## [Records for this task]
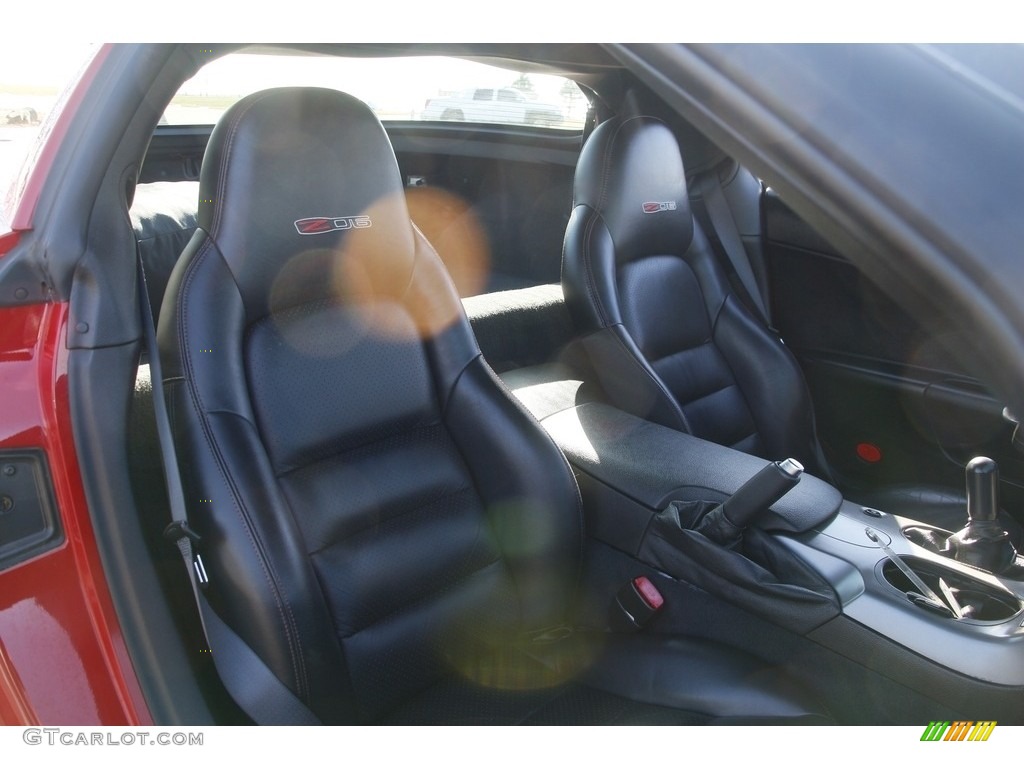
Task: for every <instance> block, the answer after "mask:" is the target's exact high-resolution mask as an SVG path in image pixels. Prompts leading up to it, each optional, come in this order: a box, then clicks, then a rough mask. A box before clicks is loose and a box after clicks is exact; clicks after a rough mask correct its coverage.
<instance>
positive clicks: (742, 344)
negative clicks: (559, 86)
mask: <svg viewBox="0 0 1024 768" xmlns="http://www.w3.org/2000/svg"><path fill="white" fill-rule="evenodd" d="M562 286H563V289H564V293H565V301H566V304H567V305H568V307H569V310H570V312H571V314H572V317H573V322H574V324H575V326H577V329H578V332H579V333H580V334H581V336H582V341H583V345H584V346H585V348H586V349H587V351H588V354H589V357H590V360H591V362H592V365H593V370H594V375H595V376H596V377H597V379H598V380H599V382H600V384H601V386H602V387H603V388H604V390H605V392H606V393H607V395H608V397H609V398H610V400H611V401H612V403H614V404H616V406H618V407H620V408H622V409H624V410H626V411H629V412H631V413H633V414H636V415H637V416H641V417H643V418H646V419H650V420H652V421H655V422H658V423H662V424H665V425H667V426H670V427H673V428H675V429H680V430H683V431H686V432H689V433H691V434H694V435H696V436H698V437H701V438H705V439H708V440H711V441H714V442H717V443H720V444H724V445H729V446H731V447H734V449H737V450H739V451H743V452H745V453H749V454H755V455H758V456H763V457H766V458H773V459H777V458H782V457H785V456H792V457H794V458H797V459H799V460H800V461H802V462H804V463H805V465H806V466H808V467H809V468H814V467H816V466H817V460H816V458H817V456H818V452H817V451H816V447H815V442H814V440H815V437H814V429H813V421H812V415H811V406H810V399H809V396H808V392H807V387H806V383H805V382H804V378H803V375H802V373H801V371H800V368H799V366H798V364H797V361H796V359H795V358H794V357H793V355H792V354H791V353H790V352H788V350H787V349H786V348H785V346H784V345H783V344H782V342H781V341H780V340H779V339H778V338H777V337H775V336H774V335H773V334H771V333H769V332H768V331H767V329H766V328H765V327H764V326H763V324H761V323H760V322H758V321H757V319H756V318H755V317H754V316H753V315H752V314H751V312H750V311H749V310H748V309H746V307H745V306H744V305H743V303H742V301H740V300H739V298H738V297H737V296H736V295H735V293H734V292H733V289H732V287H731V286H730V284H729V281H728V279H727V275H726V274H725V272H724V270H723V268H722V266H721V264H720V263H719V261H718V260H717V258H716V256H715V254H714V251H713V250H712V248H711V246H710V244H709V242H708V239H707V238H706V236H705V233H703V232H702V231H701V229H700V226H699V225H698V223H697V222H696V221H695V220H694V218H693V215H692V212H691V210H690V205H689V201H688V197H687V190H686V180H685V173H684V169H683V161H682V157H681V154H680V151H679V144H678V142H677V140H676V138H675V136H674V134H673V133H672V131H671V130H670V128H669V127H668V126H667V125H666V124H664V123H663V122H660V121H659V120H657V119H655V118H650V117H621V118H614V119H611V120H608V121H606V122H604V123H602V124H601V125H599V126H598V127H597V128H596V129H595V130H594V133H593V134H592V135H591V137H590V138H589V139H588V141H587V144H586V146H585V147H584V150H583V153H582V155H581V158H580V164H579V166H578V168H577V175H575V184H574V188H573V210H572V215H571V217H570V219H569V223H568V226H567V228H566V233H565V243H564V248H563V254H562Z"/></svg>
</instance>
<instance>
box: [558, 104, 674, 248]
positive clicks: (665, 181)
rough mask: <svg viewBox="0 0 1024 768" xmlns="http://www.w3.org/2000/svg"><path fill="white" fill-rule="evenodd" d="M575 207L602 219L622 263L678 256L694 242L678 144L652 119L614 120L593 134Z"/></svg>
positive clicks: (577, 192)
mask: <svg viewBox="0 0 1024 768" xmlns="http://www.w3.org/2000/svg"><path fill="white" fill-rule="evenodd" d="M573 203H574V205H577V206H580V205H584V206H589V207H590V208H592V209H594V210H595V211H596V212H597V213H598V214H600V216H601V218H602V219H603V221H604V223H605V226H607V228H608V231H609V232H610V234H611V239H612V241H613V242H614V244H615V260H616V261H617V262H620V263H622V262H624V261H631V260H633V259H636V258H640V257H643V256H649V255H655V254H658V255H682V254H683V253H684V252H685V251H686V249H687V248H688V247H689V245H690V241H691V240H692V239H693V215H692V212H691V210H690V205H689V199H688V198H687V195H686V176H685V173H684V170H683V158H682V155H681V154H680V152H679V143H678V142H677V141H676V137H675V135H673V133H672V131H671V130H670V129H669V127H668V126H667V125H666V124H665V123H663V122H662V121H659V120H657V119H656V118H651V117H630V118H613V119H611V120H608V121H605V122H604V123H601V125H599V126H598V127H597V128H596V129H595V130H594V133H593V134H591V137H590V138H589V139H588V141H587V144H586V145H585V146H584V148H583V152H582V153H581V155H580V163H579V165H578V166H577V174H575V182H574V185H573Z"/></svg>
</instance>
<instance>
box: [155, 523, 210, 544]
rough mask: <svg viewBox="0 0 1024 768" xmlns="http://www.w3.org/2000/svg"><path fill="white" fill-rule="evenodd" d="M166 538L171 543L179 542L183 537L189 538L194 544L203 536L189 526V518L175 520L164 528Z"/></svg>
mask: <svg viewBox="0 0 1024 768" xmlns="http://www.w3.org/2000/svg"><path fill="white" fill-rule="evenodd" d="M164 539H166V540H167V541H169V542H170V543H171V544H177V543H178V542H179V541H181V540H182V539H187V540H188V541H190V542H191V543H193V544H199V543H200V542H201V541H202V540H203V537H201V536H200V535H199V534H197V532H196V531H195V530H193V529H191V528H190V527H188V522H187V520H174V521H173V522H170V523H168V525H167V527H166V528H164Z"/></svg>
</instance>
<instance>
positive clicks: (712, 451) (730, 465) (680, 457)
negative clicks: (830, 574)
mask: <svg viewBox="0 0 1024 768" xmlns="http://www.w3.org/2000/svg"><path fill="white" fill-rule="evenodd" d="M542 424H543V425H544V427H545V428H546V429H547V430H548V432H549V433H550V434H551V436H552V438H553V439H554V440H555V442H556V443H557V444H558V446H559V447H561V450H562V451H563V452H564V453H565V455H566V457H567V458H568V460H569V462H570V463H571V464H572V466H573V467H574V468H575V469H577V471H579V472H583V473H586V474H587V475H590V476H591V477H592V478H594V479H595V480H598V481H599V482H600V483H602V484H603V485H606V486H610V487H611V488H613V489H615V490H617V492H618V493H620V494H622V495H623V496H626V497H629V498H630V499H632V500H634V501H635V502H638V503H639V504H641V505H643V506H644V507H646V508H648V509H651V510H658V509H662V508H664V507H665V506H666V505H667V504H668V503H669V502H670V501H672V500H673V499H686V500H694V499H708V500H712V501H715V500H721V499H723V498H724V497H725V496H728V495H730V494H732V493H734V492H735V490H736V489H737V488H738V487H739V486H740V485H742V484H743V483H744V482H745V481H746V480H748V479H749V478H750V477H752V476H753V475H754V474H755V473H756V472H757V471H758V470H760V469H761V468H762V467H763V466H765V464H767V462H766V461H765V460H764V459H759V458H757V457H754V456H749V455H748V454H741V453H739V452H738V451H733V450H732V449H728V447H725V446H723V445H718V444H715V443H713V442H708V441H707V440H701V439H699V438H697V437H693V436H692V435H688V434H685V433H683V432H679V431H676V430H674V429H669V428H668V427H663V426H660V425H658V424H654V423H652V422H647V421H644V420H643V419H639V418H637V417H635V416H632V415H630V414H627V413H625V412H623V411H618V410H617V409H614V408H611V407H610V406H606V404H604V403H600V402H587V403H584V404H581V406H578V407H577V408H573V409H569V410H567V411H562V412H560V413H557V414H554V415H553V416H550V417H548V418H547V419H544V420H543V421H542ZM777 458H778V459H784V458H785V457H777ZM842 503H843V497H842V495H841V494H840V492H839V490H837V489H836V488H835V487H833V486H831V485H829V484H828V483H826V482H823V481H822V480H820V479H818V478H817V477H813V476H810V475H808V474H806V473H805V474H804V476H803V477H802V479H801V481H800V483H799V484H798V485H797V487H796V488H794V489H793V490H791V492H790V493H788V494H786V495H785V496H784V497H782V498H781V499H780V500H779V501H778V502H776V503H775V505H773V506H772V508H771V510H770V512H769V513H768V514H767V515H766V516H765V517H763V518H761V520H760V521H759V522H758V526H759V527H762V528H767V529H770V530H784V531H792V532H800V531H804V530H808V529H810V528H812V527H814V526H815V525H818V524H819V523H821V522H823V521H824V520H827V519H828V518H829V517H831V516H833V515H834V514H835V513H836V512H837V511H838V510H839V508H840V505H841V504H842Z"/></svg>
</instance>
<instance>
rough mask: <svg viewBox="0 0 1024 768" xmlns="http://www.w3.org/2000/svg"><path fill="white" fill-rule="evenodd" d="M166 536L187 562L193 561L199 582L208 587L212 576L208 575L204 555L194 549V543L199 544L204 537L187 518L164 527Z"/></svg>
mask: <svg viewBox="0 0 1024 768" xmlns="http://www.w3.org/2000/svg"><path fill="white" fill-rule="evenodd" d="M164 538H165V539H167V540H168V541H169V542H171V543H173V544H174V545H175V546H176V547H177V548H178V551H179V552H181V556H182V557H183V558H184V559H185V561H186V562H190V563H191V567H193V570H195V571H196V580H197V582H198V584H199V585H200V586H201V587H206V586H207V585H208V584H209V583H210V577H209V575H207V572H206V565H205V564H204V563H203V557H202V556H201V555H200V554H199V552H195V551H194V550H193V545H194V544H199V543H200V542H201V541H202V537H201V536H200V535H199V534H197V532H196V531H195V530H193V529H191V528H190V527H189V526H188V522H187V521H186V520H174V521H173V522H171V523H169V524H168V526H167V527H166V528H164Z"/></svg>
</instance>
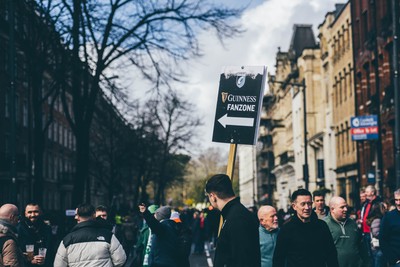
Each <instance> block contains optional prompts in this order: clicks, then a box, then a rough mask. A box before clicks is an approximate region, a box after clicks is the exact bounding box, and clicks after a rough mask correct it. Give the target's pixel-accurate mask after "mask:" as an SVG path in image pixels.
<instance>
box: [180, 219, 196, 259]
mask: <svg viewBox="0 0 400 267" xmlns="http://www.w3.org/2000/svg"><path fill="white" fill-rule="evenodd" d="M177 225H178V227H177V232H178V251H179V255H182V257H184V258H185V259H188V258H189V255H190V250H191V247H192V239H193V237H192V231H191V230H190V229H189V228H188V227H186V226H185V225H184V224H183V223H178V224H177Z"/></svg>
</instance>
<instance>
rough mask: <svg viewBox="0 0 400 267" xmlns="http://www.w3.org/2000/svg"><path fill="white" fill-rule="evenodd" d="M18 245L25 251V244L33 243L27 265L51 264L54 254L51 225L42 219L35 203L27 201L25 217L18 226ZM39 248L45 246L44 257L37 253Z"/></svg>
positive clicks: (42, 218) (52, 259)
mask: <svg viewBox="0 0 400 267" xmlns="http://www.w3.org/2000/svg"><path fill="white" fill-rule="evenodd" d="M17 229H18V240H19V246H20V248H21V250H22V251H23V252H26V245H34V256H33V258H29V259H28V263H27V264H26V265H27V266H28V267H35V266H36V267H37V266H38V265H40V266H43V267H46V266H49V267H50V266H52V265H53V260H54V256H55V248H56V244H55V240H54V238H53V234H52V232H51V226H50V225H48V224H46V223H45V222H44V220H43V212H42V209H41V208H40V206H39V204H37V203H28V204H27V205H26V207H25V217H23V218H22V219H21V221H20V222H19V224H18V226H17ZM39 248H46V257H44V256H42V255H40V254H39Z"/></svg>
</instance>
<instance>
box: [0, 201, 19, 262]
mask: <svg viewBox="0 0 400 267" xmlns="http://www.w3.org/2000/svg"><path fill="white" fill-rule="evenodd" d="M18 218H19V213H18V208H17V207H16V206H15V205H13V204H4V205H3V206H1V207H0V244H1V246H0V249H1V257H0V266H10V267H23V266H25V264H24V262H25V259H24V256H23V254H22V251H21V250H20V248H19V247H18V241H17V228H16V226H17V223H18Z"/></svg>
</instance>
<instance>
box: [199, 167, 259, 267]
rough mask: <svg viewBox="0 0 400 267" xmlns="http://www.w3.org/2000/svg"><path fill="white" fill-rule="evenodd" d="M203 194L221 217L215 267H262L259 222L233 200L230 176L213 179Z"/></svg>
mask: <svg viewBox="0 0 400 267" xmlns="http://www.w3.org/2000/svg"><path fill="white" fill-rule="evenodd" d="M205 192H206V194H207V196H208V199H209V201H210V203H211V205H212V206H213V207H214V208H216V209H218V210H220V211H221V214H222V217H223V224H222V228H221V231H220V234H219V237H218V240H217V247H216V250H215V256H214V266H215V267H223V266H229V267H236V266H237V267H259V266H261V256H260V238H259V232H258V222H257V220H256V218H255V217H254V215H253V214H251V212H250V211H249V210H248V209H247V208H246V207H245V206H243V205H242V204H241V203H240V201H239V199H238V198H236V196H235V193H234V192H233V188H232V182H231V179H230V178H229V176H227V175H225V174H217V175H214V176H212V177H211V178H210V179H209V180H208V181H207V183H206V188H205Z"/></svg>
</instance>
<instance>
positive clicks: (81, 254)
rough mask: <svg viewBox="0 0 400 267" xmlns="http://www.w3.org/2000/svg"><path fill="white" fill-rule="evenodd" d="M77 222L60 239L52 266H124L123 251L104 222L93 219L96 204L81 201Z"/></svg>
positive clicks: (119, 244) (102, 266) (94, 211)
mask: <svg viewBox="0 0 400 267" xmlns="http://www.w3.org/2000/svg"><path fill="white" fill-rule="evenodd" d="M75 219H76V220H77V221H78V224H77V225H75V226H74V227H73V228H72V230H71V232H70V233H69V234H67V235H66V236H65V237H64V239H63V240H62V241H61V243H60V246H59V247H58V251H57V254H56V258H55V260H54V266H55V267H64V266H65V267H66V266H71V267H83V266H85V267H92V266H93V267H113V266H116V267H117V266H123V265H124V263H125V261H126V254H125V251H124V249H123V247H122V246H121V244H120V243H119V241H118V239H117V238H116V237H115V235H114V234H113V233H112V232H111V230H110V229H109V227H108V225H107V224H106V222H102V221H101V220H95V208H94V207H93V206H92V205H90V204H81V205H79V206H78V208H77V209H76V215H75Z"/></svg>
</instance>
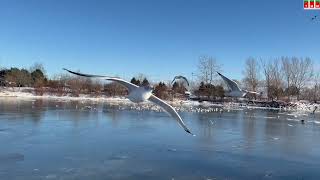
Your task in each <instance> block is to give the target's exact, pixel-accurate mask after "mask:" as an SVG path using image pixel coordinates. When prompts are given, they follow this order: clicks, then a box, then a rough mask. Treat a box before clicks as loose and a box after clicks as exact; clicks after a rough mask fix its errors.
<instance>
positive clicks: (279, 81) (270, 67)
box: [260, 59, 283, 99]
mask: <svg viewBox="0 0 320 180" xmlns="http://www.w3.org/2000/svg"><path fill="white" fill-rule="evenodd" d="M260 63H261V66H262V69H263V74H264V76H265V84H266V89H267V94H268V99H274V98H277V99H279V98H280V97H281V96H282V94H283V88H282V85H283V82H282V74H281V66H280V64H279V60H278V59H270V60H263V59H260Z"/></svg>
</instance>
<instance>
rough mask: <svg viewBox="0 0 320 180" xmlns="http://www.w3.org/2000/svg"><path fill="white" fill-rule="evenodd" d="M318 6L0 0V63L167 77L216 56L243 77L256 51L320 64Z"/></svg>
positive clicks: (230, 67)
mask: <svg viewBox="0 0 320 180" xmlns="http://www.w3.org/2000/svg"><path fill="white" fill-rule="evenodd" d="M319 12H320V11H305V10H303V0H268V1H265V0H230V1H226V0H223V1H214V0H189V1H186V0H128V1H124V0H118V1H116V0H114V1H108V0H101V1H97V0H93V1H89V0H87V1H82V0H75V1H71V0H66V1H62V0H61V1H58V0H29V1H25V0H19V1H17V0H8V1H6V0H0V65H1V66H2V67H3V66H4V67H10V66H17V67H29V66H30V65H31V64H32V63H34V62H42V63H43V64H44V65H45V68H46V69H47V73H48V75H49V76H52V75H54V74H57V73H61V72H62V70H61V69H62V68H63V67H66V68H71V69H74V70H81V71H82V72H90V73H96V74H106V75H118V76H121V77H124V78H129V77H132V76H133V75H136V74H138V73H144V74H146V75H147V76H148V77H150V78H151V79H153V80H161V79H163V80H168V79H171V78H172V77H173V76H174V75H177V74H182V75H185V76H188V77H189V78H191V73H192V72H196V70H197V62H198V58H199V56H203V55H209V56H213V57H215V58H216V59H217V60H218V62H219V63H220V64H222V65H223V66H222V70H223V72H224V73H225V74H228V75H229V76H231V77H233V78H235V79H239V78H241V77H242V71H243V65H244V61H245V59H246V58H248V57H249V56H253V57H263V58H270V57H278V56H299V57H305V56H308V57H311V58H312V59H313V60H314V61H315V62H316V63H318V64H320V63H319V62H320V53H319V50H320V36H319V32H320V19H318V22H311V20H310V19H311V16H313V15H315V14H319Z"/></svg>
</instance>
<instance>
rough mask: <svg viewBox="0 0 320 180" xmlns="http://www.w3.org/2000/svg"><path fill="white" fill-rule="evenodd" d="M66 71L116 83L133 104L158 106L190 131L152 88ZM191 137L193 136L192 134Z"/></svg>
mask: <svg viewBox="0 0 320 180" xmlns="http://www.w3.org/2000/svg"><path fill="white" fill-rule="evenodd" d="M63 70H66V71H68V72H69V73H72V74H75V75H78V76H84V77H89V78H101V79H103V80H110V81H114V82H117V83H119V84H121V85H122V86H124V87H126V88H127V89H128V91H129V95H128V99H129V100H130V101H132V102H134V103H141V102H144V101H147V100H149V101H151V102H152V103H154V104H156V105H158V106H160V107H161V108H162V109H163V110H165V111H166V112H167V113H168V114H170V115H171V116H172V117H173V118H175V119H176V120H177V121H178V123H179V124H180V126H181V127H182V128H183V129H184V130H185V131H186V132H187V133H190V134H192V133H191V132H190V130H189V129H188V128H187V126H186V125H185V124H184V122H183V120H182V119H181V117H180V115H179V114H178V113H177V111H176V110H175V109H174V108H173V107H172V106H171V105H169V104H168V103H166V102H164V101H163V100H161V99H159V98H158V97H156V96H155V95H153V94H152V90H153V89H152V88H151V87H150V86H140V87H139V86H137V85H135V84H132V83H130V82H128V81H125V80H123V79H120V78H116V77H110V76H101V75H91V74H82V73H78V72H73V71H70V70H68V69H65V68H64V69H63ZM192 135H193V134H192Z"/></svg>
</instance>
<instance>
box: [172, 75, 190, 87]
mask: <svg viewBox="0 0 320 180" xmlns="http://www.w3.org/2000/svg"><path fill="white" fill-rule="evenodd" d="M177 79H182V80H184V81H186V83H187V85H188V86H189V81H188V79H187V78H186V77H184V76H175V77H174V78H173V80H172V82H171V84H172V83H173V82H174V81H175V80H177Z"/></svg>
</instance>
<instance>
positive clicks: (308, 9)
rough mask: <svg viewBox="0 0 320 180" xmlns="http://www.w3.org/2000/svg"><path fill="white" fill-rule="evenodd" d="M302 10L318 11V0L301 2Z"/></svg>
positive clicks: (319, 6) (312, 0) (308, 0)
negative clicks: (310, 10)
mask: <svg viewBox="0 0 320 180" xmlns="http://www.w3.org/2000/svg"><path fill="white" fill-rule="evenodd" d="M303 8H304V9H307V10H320V0H303Z"/></svg>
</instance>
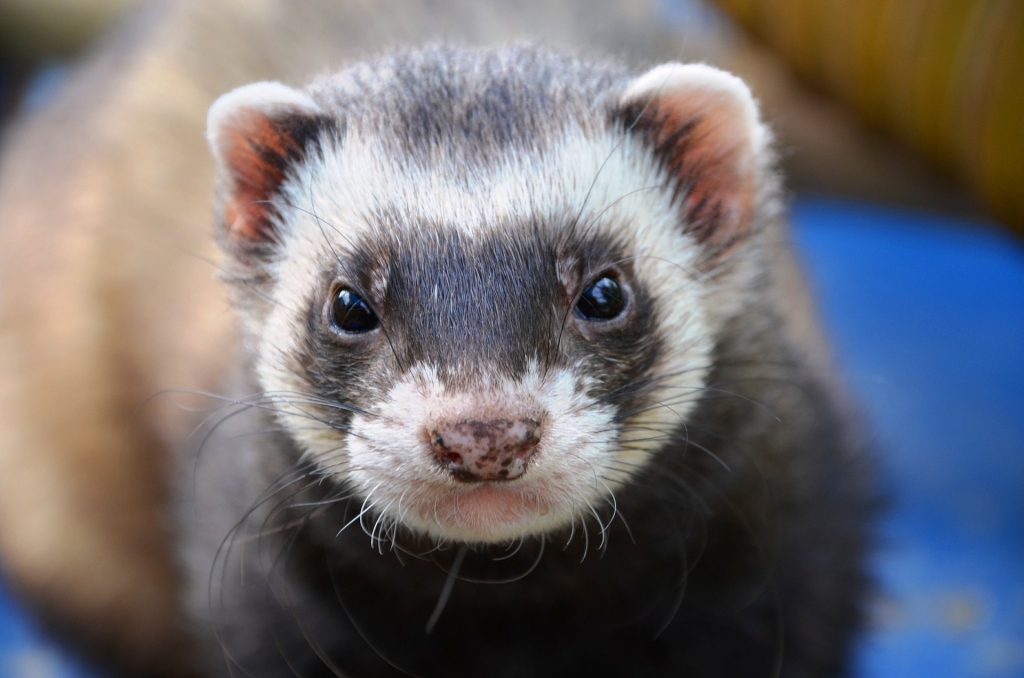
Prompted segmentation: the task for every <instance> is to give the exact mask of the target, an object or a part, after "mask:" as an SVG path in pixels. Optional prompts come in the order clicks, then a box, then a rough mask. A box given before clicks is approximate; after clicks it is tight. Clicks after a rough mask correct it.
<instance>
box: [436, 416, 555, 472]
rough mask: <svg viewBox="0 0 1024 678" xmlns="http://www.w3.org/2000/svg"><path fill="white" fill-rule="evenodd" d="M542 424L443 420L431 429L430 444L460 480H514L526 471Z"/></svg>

## [Task goal]
Reproduce word for word the stretch from the start of the data through the line containing "negative clicks: (559, 86)", including both ends, and leave the pictures out of your answer.

## [Answer section]
Task: for every <instance> block, the answer after "mask:" is the target's exact high-resolution mask as an SVG path in image pixels. Prompts leading up to it, each optional, come in this order: a box, then clicks, then a rough mask. A box before clicks is loose and a box after clicks is exact; clicks after a rough mask correct its coverage.
<instance>
positive clicks: (742, 344)
negative clicks: (559, 86)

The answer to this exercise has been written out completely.